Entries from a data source

# # # #

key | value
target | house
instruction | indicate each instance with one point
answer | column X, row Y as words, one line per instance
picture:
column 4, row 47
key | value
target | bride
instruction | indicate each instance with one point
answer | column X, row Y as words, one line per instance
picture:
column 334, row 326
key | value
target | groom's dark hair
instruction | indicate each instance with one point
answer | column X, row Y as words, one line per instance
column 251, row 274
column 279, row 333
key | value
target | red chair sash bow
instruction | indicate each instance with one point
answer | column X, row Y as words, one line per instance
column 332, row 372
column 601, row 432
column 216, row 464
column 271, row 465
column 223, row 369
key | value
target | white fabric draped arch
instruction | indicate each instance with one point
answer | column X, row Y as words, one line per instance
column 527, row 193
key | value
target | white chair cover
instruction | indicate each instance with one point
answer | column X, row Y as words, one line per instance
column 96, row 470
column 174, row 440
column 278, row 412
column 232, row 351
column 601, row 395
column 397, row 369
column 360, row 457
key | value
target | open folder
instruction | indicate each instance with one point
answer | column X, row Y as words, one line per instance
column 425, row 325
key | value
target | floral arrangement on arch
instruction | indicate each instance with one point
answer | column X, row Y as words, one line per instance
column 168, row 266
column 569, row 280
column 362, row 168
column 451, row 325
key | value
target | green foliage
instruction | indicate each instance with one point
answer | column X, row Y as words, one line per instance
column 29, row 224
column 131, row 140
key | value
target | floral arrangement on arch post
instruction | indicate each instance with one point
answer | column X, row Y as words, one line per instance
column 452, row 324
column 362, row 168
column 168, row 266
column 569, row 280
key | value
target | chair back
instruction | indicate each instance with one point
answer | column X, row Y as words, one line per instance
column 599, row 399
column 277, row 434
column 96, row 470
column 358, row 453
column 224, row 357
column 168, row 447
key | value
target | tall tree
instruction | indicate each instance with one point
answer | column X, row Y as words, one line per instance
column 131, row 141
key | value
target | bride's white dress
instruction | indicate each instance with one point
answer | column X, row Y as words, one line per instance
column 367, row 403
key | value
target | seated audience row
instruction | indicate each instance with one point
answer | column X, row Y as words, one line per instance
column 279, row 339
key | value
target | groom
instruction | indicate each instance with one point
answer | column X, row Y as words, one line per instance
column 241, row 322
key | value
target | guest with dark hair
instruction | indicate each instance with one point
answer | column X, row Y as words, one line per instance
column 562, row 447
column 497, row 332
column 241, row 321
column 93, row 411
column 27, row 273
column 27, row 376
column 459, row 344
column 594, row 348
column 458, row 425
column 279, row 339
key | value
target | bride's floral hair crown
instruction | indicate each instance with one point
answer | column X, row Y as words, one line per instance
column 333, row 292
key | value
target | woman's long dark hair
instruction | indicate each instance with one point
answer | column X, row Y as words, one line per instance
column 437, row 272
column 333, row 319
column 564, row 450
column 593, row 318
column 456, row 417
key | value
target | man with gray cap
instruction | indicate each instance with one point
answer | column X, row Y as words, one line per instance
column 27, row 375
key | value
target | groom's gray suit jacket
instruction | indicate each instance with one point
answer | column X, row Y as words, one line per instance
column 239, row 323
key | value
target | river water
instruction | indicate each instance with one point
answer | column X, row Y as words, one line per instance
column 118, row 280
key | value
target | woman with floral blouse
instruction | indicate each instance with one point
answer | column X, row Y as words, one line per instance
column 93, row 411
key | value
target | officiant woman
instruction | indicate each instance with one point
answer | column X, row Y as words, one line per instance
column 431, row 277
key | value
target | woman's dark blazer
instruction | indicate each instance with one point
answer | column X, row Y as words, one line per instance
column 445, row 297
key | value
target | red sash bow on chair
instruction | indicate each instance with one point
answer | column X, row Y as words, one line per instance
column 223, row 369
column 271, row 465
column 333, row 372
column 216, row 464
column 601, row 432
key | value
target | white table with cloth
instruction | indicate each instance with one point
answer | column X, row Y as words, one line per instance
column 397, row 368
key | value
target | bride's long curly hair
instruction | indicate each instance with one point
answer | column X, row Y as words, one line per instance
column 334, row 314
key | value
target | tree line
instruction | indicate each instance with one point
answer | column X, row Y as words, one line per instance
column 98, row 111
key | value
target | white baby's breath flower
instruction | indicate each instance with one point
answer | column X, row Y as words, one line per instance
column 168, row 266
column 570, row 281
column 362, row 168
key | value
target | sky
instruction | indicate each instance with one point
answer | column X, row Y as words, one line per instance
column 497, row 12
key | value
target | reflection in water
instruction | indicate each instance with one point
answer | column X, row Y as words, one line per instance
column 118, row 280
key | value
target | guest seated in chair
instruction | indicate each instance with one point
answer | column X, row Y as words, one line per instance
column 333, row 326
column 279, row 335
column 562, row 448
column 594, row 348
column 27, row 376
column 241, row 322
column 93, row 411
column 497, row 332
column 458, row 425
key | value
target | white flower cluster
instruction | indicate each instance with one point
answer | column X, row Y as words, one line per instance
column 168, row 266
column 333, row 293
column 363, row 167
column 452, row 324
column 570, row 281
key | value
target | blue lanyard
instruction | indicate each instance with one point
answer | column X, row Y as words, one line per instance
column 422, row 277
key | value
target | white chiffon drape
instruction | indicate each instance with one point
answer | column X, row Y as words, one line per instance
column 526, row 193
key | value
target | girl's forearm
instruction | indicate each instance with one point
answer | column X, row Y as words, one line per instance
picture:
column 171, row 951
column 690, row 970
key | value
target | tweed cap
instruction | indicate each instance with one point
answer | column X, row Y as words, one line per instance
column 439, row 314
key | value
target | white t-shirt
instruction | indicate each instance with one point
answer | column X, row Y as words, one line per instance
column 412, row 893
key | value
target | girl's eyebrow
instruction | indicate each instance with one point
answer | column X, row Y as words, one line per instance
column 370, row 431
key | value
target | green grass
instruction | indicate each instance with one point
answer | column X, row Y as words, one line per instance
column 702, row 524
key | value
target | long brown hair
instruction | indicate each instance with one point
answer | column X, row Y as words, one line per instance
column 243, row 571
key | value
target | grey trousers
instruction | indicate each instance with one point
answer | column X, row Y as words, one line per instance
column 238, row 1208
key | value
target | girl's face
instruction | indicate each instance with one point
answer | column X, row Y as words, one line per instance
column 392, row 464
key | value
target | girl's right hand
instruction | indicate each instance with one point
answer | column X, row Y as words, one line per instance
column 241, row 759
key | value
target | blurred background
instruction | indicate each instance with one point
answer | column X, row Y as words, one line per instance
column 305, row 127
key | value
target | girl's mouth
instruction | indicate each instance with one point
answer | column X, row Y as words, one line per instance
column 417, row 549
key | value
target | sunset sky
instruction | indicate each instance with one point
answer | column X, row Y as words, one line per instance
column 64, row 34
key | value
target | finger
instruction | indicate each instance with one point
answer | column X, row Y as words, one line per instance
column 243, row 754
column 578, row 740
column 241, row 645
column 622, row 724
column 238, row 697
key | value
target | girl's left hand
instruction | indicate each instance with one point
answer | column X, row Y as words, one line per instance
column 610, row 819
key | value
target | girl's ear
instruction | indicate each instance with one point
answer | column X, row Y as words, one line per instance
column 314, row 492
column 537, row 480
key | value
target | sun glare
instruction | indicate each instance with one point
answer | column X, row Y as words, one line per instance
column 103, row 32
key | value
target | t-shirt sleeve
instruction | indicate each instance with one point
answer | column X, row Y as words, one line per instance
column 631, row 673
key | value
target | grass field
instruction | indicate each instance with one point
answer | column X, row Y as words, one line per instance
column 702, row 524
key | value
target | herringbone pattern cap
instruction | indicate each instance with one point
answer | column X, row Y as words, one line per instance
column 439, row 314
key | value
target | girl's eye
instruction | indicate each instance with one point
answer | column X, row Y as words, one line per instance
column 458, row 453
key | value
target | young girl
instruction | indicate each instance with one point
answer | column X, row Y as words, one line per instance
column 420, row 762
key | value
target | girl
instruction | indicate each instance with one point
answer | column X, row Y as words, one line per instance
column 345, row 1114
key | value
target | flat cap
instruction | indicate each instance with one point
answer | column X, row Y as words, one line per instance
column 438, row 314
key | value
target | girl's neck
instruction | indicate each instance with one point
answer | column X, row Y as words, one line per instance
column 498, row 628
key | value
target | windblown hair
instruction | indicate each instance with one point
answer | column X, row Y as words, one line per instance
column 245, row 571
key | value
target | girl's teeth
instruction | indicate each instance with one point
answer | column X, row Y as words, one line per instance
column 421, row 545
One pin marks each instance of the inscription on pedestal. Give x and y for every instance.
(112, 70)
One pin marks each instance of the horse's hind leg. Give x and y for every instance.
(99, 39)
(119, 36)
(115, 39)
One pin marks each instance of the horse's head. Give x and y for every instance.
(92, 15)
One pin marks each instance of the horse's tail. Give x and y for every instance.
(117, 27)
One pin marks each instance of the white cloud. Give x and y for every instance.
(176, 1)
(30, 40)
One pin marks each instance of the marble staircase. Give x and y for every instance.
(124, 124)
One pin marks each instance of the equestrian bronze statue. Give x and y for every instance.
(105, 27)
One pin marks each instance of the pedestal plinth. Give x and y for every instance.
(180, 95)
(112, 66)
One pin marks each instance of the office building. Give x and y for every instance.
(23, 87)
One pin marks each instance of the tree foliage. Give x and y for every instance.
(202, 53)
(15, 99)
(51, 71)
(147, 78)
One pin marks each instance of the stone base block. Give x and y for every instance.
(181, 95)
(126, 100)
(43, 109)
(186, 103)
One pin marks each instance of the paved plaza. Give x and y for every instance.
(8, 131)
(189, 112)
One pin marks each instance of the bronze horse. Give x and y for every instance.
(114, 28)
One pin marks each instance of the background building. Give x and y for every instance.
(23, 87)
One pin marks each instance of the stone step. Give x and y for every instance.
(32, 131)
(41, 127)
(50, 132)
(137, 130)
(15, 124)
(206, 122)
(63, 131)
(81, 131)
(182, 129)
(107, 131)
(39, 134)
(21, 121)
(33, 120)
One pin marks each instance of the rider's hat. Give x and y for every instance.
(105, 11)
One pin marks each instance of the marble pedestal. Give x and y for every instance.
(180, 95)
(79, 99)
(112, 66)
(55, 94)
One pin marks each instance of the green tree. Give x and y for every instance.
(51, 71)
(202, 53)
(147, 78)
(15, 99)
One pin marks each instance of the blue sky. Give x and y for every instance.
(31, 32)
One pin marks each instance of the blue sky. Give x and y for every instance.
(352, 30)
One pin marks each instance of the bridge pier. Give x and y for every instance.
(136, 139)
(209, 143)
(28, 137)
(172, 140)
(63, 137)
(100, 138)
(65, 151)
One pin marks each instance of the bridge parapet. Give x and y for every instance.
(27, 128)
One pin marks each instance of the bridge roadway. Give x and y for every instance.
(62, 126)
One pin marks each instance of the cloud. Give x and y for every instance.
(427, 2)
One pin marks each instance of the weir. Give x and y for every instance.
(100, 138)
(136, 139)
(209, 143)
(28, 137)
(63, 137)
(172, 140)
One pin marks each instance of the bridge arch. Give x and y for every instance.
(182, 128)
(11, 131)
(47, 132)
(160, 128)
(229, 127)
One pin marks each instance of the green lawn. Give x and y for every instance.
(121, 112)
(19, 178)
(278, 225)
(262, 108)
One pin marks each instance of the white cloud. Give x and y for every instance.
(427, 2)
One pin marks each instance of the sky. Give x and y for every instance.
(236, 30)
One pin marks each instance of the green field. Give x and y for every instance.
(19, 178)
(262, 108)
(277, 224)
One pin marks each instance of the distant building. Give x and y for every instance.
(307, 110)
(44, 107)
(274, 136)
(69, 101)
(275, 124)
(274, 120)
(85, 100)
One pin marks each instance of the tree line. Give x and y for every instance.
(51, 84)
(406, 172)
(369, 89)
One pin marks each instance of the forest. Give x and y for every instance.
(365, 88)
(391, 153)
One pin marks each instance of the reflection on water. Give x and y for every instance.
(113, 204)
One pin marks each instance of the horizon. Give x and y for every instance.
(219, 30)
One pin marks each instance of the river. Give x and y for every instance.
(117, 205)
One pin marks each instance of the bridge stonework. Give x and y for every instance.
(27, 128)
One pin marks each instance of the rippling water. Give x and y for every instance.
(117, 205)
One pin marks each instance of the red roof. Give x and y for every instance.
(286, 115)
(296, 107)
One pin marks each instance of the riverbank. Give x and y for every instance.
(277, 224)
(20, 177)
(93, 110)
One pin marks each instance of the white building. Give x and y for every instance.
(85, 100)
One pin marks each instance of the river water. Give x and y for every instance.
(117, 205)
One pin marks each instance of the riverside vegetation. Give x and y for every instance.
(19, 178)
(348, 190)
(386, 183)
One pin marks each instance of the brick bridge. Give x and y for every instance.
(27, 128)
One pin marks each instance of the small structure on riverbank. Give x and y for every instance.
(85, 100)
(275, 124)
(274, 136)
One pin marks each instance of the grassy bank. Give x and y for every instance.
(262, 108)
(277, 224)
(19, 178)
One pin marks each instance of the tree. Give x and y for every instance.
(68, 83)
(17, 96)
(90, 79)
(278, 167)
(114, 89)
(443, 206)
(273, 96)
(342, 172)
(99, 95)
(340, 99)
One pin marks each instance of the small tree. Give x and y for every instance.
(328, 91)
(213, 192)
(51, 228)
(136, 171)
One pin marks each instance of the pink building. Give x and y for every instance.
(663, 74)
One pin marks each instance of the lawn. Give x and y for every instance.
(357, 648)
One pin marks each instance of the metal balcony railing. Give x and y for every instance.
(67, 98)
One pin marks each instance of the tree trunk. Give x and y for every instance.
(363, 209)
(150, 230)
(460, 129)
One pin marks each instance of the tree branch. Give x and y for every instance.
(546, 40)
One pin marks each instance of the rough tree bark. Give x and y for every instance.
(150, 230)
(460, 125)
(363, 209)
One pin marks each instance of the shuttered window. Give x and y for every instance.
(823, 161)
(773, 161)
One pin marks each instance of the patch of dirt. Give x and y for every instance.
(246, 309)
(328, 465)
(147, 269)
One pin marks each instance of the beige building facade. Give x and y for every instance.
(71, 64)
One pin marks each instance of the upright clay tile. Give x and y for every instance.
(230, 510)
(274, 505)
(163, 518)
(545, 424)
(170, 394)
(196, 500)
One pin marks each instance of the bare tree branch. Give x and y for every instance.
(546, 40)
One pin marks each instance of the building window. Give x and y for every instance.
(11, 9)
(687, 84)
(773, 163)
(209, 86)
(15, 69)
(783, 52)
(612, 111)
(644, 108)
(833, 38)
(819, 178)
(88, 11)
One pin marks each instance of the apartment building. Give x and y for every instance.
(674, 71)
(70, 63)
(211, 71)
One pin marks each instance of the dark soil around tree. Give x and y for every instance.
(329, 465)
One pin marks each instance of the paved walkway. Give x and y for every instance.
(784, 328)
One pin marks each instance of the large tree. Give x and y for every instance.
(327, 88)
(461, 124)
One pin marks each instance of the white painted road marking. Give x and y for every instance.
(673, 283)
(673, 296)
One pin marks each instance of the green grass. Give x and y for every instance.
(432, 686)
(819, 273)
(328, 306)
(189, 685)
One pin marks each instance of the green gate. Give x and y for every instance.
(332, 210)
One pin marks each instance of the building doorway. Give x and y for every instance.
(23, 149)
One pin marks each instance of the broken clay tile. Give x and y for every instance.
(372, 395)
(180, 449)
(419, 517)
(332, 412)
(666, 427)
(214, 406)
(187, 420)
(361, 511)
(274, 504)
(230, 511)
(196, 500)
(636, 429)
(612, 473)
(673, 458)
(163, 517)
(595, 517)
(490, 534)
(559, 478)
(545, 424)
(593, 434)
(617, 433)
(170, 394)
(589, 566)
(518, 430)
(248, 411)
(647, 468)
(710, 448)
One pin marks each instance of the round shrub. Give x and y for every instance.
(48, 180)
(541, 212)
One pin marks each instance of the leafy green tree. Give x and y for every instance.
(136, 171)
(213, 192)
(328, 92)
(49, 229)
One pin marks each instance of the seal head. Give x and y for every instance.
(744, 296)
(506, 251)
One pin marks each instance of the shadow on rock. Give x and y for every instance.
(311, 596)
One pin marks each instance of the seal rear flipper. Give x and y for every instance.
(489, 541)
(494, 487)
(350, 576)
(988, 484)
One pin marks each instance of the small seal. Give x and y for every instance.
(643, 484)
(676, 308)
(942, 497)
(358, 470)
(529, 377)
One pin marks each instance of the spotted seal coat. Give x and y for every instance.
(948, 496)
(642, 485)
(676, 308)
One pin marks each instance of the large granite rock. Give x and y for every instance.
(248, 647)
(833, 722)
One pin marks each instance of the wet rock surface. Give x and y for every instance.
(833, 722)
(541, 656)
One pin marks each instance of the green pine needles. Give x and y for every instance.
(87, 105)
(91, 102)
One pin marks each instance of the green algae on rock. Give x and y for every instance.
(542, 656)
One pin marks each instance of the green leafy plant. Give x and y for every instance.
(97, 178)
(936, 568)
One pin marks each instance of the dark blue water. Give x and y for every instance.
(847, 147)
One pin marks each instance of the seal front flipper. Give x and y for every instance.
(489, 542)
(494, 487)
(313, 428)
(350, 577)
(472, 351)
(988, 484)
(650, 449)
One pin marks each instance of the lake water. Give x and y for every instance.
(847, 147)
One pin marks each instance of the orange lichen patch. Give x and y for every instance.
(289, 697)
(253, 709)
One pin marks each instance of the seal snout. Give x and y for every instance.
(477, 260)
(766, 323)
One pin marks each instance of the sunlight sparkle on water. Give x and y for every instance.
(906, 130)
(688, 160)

# # # #

**Work to do**: Reproduce the entries line for line without changes, beginning at the first line and stopping after the line that contains "column 527, row 193".

**The result**:
key | value
target | house
instruction | indicate each instance with one point
answer | column X, row Y as words, one line per instance
picture:
column 4, row 47
key | value
target | bride
instruction | indicate each instance with one point
answer | column X, row Y as words, one line per instance
picture:
column 334, row 326
key | value
target | groom's dark hair
instruction | indicate each instance with one point
answer | column X, row Y as words, one line per instance
column 251, row 274
column 279, row 333
key | value
target | red chair sash bow
instruction | indicate each instance with one point
answer | column X, row Y as words, one line per instance
column 332, row 372
column 601, row 432
column 216, row 464
column 271, row 465
column 223, row 369
key | value
target | white fabric draped arch
instruction | indicate each instance with one point
answer | column X, row Y as words, one line per instance
column 527, row 193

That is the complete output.